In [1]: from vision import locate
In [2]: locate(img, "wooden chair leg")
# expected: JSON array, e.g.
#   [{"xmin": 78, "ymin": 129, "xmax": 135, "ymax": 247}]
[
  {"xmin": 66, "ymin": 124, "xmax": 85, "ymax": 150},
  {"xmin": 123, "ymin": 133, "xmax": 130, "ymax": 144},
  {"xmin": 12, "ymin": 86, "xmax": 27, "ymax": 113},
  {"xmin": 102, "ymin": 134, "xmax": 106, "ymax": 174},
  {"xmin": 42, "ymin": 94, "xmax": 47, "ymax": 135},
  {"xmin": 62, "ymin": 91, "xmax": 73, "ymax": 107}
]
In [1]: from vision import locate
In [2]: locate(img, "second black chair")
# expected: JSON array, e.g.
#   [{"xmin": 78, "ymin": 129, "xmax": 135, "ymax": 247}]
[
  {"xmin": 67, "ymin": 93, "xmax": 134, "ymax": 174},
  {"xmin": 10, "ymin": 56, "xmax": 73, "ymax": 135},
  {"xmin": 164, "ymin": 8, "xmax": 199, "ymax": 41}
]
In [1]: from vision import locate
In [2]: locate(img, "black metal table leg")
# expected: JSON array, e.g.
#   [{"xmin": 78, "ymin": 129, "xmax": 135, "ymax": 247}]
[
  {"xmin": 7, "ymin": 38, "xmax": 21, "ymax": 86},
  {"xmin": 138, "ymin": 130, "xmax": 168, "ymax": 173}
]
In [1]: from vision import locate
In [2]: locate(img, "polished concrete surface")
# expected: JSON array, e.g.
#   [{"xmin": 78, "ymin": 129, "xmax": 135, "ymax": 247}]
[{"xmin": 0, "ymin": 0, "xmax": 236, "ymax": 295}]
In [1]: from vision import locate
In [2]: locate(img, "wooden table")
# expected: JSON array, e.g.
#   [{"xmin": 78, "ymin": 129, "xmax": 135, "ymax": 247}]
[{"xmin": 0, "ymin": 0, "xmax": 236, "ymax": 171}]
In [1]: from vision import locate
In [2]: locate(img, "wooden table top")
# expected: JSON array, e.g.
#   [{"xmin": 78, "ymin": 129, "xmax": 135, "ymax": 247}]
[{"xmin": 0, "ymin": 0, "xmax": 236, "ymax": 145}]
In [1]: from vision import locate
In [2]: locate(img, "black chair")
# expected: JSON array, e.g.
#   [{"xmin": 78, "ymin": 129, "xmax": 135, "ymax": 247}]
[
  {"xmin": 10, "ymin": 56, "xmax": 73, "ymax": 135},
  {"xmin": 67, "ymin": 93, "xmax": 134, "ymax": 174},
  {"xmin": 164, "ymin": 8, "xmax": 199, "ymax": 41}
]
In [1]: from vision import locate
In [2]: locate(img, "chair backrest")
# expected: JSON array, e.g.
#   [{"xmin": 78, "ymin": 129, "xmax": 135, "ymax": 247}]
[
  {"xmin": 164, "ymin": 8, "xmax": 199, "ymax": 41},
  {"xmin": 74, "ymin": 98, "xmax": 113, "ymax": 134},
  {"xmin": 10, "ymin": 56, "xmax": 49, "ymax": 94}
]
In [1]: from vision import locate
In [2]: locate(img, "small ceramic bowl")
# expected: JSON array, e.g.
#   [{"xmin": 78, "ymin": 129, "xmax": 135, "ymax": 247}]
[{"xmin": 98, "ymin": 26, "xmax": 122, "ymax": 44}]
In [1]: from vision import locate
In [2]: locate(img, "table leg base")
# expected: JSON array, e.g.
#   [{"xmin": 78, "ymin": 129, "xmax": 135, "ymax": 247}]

▶ **Exercise**
Gather every line of the material above that contains the string "black", and copy each one unchanged.

▶ **Solution to this problem**
In [2]: locate(img, "second black chair")
In [2]: locate(img, "black metal table leg")
In [2]: locate(img, "black chair")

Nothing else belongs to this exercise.